** Opening Extract provided block **

# Hot Crab Dip in Bread Basket



## kitchenelf (Nov 1, 2003)

Hot Crab Dip in Bread Basket 

2 8-ounce packages cream cheese, softened 
1/2 cup mayonnaise 
1/4 cup dry white wine 
2 green onions, chopped 
2 cloves garlic, minced 
1/2 teaspoon Worcestershire sauce 
1 pound Maryland Blue jumbo lump crab meat 
1/4 cup chopped pimiento 
2-pound round loaf of bread, wheat or rye 

In a small bowl, mix and beat cream cheese until fluffy. Gradually beat in mayonnaise, wine, green onions, garlic and Worcestershire sauce until smooth and well blended. Stir in crab and pimiento. Slice off top of bread loaf. Scoop out center of loaf to make basket. Place bread on baking sheet; fill center with crab mixture. Bake about 45 minutes at 350 degrees, until very warm. Serve with crackers or fresh vegetables. 

» This recipe was clipped from the local paper and was an overwhelming success when served at a recent dinner party. Give it a try. I'm sure you will agree. 

***This recipe was originally posted by Mai


----------



## SierraCook (Nov 23, 2005)

This dip would be great to take to a holiday party.


----------



## pdswife (Nov 23, 2005)

Oh yummy!
I love crab dip.   And it's great that it's
in a bread bowl. No need to bring home the dishes after
a potluck.


----------

** Closing Extract provided block **

_Directive 1:_ Which usernames appear as post headers in the crab dip thread?
These entries have no connection to the crab dip thread.

** Opening Data shown block **

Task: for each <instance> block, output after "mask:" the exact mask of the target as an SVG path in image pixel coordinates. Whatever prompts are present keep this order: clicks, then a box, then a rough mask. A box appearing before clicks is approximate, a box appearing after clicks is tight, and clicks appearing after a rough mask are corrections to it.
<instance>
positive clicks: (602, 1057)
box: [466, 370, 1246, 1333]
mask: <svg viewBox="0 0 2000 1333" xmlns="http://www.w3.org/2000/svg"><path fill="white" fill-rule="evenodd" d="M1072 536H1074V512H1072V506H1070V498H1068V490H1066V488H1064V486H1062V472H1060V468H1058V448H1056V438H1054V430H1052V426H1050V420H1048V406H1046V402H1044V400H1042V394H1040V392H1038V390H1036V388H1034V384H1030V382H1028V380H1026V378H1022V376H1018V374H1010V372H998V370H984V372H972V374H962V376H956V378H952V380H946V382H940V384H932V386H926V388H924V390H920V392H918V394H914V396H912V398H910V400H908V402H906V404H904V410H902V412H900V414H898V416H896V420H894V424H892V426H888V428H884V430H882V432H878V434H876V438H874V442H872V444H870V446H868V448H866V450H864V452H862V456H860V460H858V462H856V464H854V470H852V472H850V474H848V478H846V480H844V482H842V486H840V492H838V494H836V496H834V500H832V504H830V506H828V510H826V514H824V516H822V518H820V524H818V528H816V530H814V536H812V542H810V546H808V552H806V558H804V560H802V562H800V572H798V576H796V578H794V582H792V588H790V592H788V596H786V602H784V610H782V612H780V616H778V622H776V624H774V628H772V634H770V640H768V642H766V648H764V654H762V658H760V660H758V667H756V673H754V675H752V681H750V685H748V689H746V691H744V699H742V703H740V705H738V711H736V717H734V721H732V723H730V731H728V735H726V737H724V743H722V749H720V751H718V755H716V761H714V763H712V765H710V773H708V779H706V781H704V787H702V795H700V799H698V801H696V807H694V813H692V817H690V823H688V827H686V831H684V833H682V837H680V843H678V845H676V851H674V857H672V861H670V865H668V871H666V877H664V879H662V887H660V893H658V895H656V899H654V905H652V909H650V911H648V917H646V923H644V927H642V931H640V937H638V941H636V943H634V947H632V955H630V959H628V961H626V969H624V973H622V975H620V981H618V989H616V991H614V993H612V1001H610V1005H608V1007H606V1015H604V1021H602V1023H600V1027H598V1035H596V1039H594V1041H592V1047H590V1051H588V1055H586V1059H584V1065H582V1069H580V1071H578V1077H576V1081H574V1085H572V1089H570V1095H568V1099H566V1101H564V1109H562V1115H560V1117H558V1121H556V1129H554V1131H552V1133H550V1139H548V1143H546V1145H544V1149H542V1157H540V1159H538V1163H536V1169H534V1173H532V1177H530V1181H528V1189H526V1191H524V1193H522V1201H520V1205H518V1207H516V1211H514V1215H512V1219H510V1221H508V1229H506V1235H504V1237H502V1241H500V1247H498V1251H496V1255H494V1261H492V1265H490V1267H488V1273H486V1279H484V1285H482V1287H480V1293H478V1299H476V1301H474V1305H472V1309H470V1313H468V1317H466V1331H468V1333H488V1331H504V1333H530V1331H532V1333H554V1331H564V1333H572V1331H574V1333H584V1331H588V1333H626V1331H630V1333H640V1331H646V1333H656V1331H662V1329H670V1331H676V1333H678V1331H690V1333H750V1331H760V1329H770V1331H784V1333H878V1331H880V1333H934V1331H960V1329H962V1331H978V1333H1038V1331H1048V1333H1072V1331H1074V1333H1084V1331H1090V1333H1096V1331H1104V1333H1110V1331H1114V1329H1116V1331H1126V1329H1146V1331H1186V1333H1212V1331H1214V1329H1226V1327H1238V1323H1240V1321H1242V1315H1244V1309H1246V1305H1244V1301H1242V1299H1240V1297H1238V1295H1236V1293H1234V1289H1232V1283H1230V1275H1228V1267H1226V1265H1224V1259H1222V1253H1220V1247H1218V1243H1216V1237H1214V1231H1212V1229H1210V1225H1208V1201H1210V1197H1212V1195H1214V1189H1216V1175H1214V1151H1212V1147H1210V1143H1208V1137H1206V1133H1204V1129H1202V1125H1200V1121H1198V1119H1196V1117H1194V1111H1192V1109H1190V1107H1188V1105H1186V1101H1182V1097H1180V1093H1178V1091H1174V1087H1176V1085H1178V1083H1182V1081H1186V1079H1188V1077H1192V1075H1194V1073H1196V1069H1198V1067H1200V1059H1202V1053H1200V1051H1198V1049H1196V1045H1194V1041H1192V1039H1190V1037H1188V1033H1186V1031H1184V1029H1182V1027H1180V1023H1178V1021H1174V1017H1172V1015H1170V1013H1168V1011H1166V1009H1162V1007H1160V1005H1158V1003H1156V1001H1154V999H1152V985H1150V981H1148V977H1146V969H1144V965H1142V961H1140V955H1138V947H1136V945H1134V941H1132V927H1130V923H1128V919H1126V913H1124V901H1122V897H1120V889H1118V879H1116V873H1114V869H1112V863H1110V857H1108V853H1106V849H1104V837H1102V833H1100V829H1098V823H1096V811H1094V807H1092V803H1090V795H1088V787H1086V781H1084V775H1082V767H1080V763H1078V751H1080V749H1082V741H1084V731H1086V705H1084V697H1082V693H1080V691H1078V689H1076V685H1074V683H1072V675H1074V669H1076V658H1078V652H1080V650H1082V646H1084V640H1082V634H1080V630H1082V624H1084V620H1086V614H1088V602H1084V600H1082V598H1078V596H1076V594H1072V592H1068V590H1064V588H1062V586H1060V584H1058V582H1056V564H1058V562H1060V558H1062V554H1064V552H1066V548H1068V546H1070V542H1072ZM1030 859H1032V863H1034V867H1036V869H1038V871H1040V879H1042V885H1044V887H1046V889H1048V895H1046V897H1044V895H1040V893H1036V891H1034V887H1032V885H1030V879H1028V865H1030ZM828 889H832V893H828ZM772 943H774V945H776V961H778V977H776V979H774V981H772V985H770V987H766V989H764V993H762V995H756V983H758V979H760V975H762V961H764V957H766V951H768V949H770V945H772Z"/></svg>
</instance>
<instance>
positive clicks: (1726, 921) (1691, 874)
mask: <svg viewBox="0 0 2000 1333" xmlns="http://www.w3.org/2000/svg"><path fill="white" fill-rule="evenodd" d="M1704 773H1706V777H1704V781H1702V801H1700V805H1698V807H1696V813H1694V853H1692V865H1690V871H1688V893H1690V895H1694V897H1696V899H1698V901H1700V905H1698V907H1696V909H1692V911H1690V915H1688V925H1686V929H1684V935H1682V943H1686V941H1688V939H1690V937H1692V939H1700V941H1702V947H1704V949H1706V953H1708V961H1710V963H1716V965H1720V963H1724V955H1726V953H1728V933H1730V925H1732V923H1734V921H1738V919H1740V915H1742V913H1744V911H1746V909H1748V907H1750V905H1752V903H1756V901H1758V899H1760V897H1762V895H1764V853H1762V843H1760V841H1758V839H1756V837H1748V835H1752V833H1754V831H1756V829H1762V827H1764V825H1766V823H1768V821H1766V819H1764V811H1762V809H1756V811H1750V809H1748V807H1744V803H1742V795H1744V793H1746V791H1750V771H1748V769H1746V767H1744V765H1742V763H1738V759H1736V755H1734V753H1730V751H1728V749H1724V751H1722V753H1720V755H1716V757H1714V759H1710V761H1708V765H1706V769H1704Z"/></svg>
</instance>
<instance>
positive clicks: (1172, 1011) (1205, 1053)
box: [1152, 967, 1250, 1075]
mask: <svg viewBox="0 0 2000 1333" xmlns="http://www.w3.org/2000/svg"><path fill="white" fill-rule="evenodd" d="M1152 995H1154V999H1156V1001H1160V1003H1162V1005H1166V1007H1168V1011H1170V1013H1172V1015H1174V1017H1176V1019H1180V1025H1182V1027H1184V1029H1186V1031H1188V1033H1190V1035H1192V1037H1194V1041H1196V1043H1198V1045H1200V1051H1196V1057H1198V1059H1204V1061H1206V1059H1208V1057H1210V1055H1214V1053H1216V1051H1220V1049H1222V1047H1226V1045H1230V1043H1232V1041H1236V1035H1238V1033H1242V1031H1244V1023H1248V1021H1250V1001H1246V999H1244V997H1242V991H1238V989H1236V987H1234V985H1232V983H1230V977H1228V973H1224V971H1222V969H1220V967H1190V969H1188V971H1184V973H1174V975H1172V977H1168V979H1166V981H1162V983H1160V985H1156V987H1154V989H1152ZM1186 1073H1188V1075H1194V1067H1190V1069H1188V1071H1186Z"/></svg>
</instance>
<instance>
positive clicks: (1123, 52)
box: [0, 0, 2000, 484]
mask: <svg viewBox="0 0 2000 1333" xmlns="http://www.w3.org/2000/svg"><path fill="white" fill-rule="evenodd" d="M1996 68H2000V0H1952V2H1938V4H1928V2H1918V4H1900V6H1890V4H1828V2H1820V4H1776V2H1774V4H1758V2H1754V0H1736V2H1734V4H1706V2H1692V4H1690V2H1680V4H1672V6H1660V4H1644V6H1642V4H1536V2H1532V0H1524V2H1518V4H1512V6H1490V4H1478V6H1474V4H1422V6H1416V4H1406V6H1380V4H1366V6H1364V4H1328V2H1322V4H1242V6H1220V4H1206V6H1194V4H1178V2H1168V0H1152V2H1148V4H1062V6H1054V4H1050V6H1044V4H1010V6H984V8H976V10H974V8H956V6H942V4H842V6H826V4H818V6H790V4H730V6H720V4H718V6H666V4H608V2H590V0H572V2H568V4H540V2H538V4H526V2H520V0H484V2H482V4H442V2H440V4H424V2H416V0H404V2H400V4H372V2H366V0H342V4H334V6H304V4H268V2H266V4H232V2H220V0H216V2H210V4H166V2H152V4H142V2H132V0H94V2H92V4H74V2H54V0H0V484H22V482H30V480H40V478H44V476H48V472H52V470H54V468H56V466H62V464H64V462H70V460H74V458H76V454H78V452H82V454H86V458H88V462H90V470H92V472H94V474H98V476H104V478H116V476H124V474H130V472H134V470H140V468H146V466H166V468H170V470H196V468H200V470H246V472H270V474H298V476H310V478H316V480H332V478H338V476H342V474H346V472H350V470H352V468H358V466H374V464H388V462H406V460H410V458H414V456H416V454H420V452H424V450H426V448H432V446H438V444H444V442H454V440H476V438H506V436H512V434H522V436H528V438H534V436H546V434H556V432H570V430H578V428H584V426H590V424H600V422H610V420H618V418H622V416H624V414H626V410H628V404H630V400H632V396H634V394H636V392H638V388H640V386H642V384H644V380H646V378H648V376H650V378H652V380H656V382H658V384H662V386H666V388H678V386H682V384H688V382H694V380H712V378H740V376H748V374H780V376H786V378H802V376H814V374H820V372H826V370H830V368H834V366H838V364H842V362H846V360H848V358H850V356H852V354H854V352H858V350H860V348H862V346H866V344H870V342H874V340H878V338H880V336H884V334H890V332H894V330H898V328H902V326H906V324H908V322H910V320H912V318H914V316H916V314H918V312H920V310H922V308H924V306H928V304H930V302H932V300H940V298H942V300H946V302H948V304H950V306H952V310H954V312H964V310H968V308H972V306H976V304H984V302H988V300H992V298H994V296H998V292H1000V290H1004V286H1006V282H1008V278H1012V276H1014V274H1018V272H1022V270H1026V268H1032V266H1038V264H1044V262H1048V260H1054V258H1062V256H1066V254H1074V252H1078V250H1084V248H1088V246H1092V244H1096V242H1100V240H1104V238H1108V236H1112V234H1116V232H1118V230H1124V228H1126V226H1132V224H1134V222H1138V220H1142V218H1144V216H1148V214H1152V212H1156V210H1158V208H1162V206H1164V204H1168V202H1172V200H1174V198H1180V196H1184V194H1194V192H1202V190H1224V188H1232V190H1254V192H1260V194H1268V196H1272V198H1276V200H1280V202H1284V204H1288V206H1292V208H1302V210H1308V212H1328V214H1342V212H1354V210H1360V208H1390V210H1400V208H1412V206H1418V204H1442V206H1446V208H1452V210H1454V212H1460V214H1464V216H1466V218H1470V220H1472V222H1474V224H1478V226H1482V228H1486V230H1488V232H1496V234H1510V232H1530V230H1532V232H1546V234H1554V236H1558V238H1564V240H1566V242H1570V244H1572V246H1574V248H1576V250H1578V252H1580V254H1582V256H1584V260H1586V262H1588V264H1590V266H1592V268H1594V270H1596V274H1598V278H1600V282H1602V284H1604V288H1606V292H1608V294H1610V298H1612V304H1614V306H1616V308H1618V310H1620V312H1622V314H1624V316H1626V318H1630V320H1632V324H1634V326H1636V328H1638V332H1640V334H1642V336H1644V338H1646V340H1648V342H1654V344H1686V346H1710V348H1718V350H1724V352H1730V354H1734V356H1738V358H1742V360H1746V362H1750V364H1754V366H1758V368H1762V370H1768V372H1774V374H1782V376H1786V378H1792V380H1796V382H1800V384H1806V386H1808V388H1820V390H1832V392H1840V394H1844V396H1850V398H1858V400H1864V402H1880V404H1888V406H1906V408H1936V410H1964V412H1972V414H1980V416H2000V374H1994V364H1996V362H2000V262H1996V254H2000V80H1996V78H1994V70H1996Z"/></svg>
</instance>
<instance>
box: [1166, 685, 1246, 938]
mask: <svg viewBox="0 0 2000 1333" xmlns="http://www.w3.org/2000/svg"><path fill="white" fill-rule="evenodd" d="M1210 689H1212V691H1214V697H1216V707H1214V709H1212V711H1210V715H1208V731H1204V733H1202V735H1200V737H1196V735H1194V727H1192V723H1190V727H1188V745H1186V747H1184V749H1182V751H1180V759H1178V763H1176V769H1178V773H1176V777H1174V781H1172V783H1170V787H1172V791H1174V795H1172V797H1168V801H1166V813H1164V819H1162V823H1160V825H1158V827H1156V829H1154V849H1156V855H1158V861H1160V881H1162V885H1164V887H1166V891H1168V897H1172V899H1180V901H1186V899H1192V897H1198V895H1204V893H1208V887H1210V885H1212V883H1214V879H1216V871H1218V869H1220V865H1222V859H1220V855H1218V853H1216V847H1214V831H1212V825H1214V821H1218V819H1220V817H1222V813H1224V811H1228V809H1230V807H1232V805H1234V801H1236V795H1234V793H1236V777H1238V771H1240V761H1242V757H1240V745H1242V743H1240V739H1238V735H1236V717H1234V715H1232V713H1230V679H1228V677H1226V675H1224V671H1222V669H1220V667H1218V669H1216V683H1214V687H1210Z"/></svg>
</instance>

** Closing Data shown block **

_Directive 2:_ Copy out the part of the entries that opens with their first line and closes with the line containing "box: [466, 370, 1246, 1333]", including both of those lines.

_Exercise output 1:_ kitchenelf, SierraCook, pdswife

_Exercise output 2:_
Task: for each <instance> block, output after "mask:" the exact mask of the target as an SVG path in image pixel coordinates. Whatever prompts are present keep this order: clicks, then a box, then a rough mask. A box appearing before clicks is approximate, a box appearing after clicks is tight, and clicks appearing after a rough mask are corrections to it.
<instance>
positive clicks: (602, 1057)
box: [466, 370, 1246, 1333]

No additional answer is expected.